# INSTRUCTION
Print each line of the listing below verbatim.

# Point-based annotation data
● ● ● ● ● ● ●

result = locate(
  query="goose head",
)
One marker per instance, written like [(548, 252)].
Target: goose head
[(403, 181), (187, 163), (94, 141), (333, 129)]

● ● ● ● ● ● ●

# RESULT OF THIS EXERCISE
result = locate(
  query="goose head",
)
One marker per instance, written like [(548, 252)].
Target: goose head
[(403, 181), (187, 163), (94, 141), (333, 129)]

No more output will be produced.